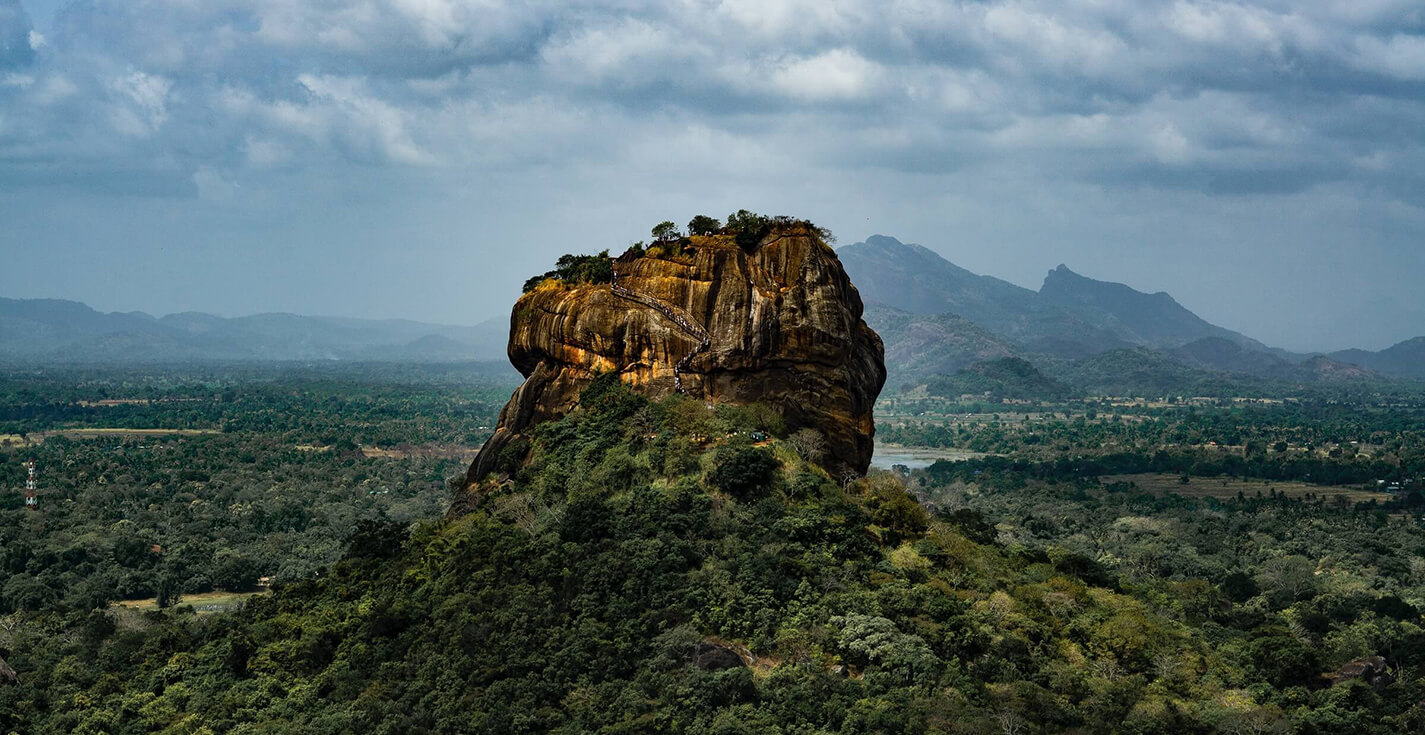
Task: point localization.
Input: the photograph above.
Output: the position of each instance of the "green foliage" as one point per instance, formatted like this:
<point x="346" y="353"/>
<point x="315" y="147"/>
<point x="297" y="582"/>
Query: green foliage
<point x="666" y="232"/>
<point x="577" y="269"/>
<point x="610" y="587"/>
<point x="274" y="490"/>
<point x="704" y="225"/>
<point x="744" y="470"/>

● ● ● ● ● ● ●

Task prompt => Set down the complete material exactly, but do not include the images.

Written solution =>
Task: point localization.
Input: the photograph above.
Output: the position of each instance of the "green foliage" as one point per instance, formatted like this:
<point x="346" y="353"/>
<point x="315" y="147"/>
<point x="297" y="582"/>
Query: green foliage
<point x="666" y="232"/>
<point x="577" y="269"/>
<point x="610" y="587"/>
<point x="274" y="490"/>
<point x="704" y="225"/>
<point x="744" y="470"/>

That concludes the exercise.